Excerpt -
_____

Recently, the security issues in networked control systems have become a major challenge, since networked control systems (NCSs) are vulnerable to malicious attacks. In this paper, a new event-triggered mechanism (ETM) is proposed, under which data packets could be actively dropped within consecutive steps, saving more communication resource than the existing ETM. Moreover, the effect of Denial-of-Service (DoS) attacks obeying Bernoulli distribution is considered and analysed. Furthermore, the corresponding estimation error covariance of the state is derived and the performance of system is analysed under the ETM both in the absence and presence of DoS attacks. Finally, the effectiveness of the proposed ETM is demonstrated by Monte Carlo simulation experiments and the feasibility of theoretical results is validated by numerical examples.

_____

Set problem 1 -
Please quote the excerpt on networked control systems between "Recently, the security" and "by numerical examples.", inclusive.
Set problem 2 -
In the excerpt on networked control systems, what distribution do the Denial-of-Service attacks obey?
The listing that follows is not needed for any of this work.

Given data -
_____

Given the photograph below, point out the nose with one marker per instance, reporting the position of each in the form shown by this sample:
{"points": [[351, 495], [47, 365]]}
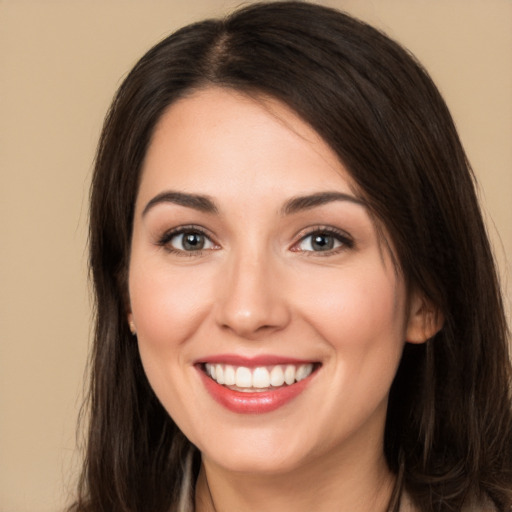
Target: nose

_____

Result 1 -
Recently, the security issues in networked control systems have become a major challenge, since networked control systems (NCSs) are vulnerable to malicious attacks. In this paper, a new event-triggered mechanism (ETM) is proposed, under which data packets could be actively dropped within consecutive steps, saving more communication resource than the existing ETM. Moreover, the effect of Denial-of-Service (DoS) attacks obeying Bernoulli distribution is considered and analysed. Furthermore, the corresponding estimation error covariance of the state is derived and the performance of system is analysed under the ETM both in the absence and presence of DoS attacks. Finally, the effectiveness of the proposed ETM is demonstrated by Monte Carlo simulation experiments and the feasibility of theoretical results is validated by numerical examples.

Result 2 -
The Bernoulli distribution.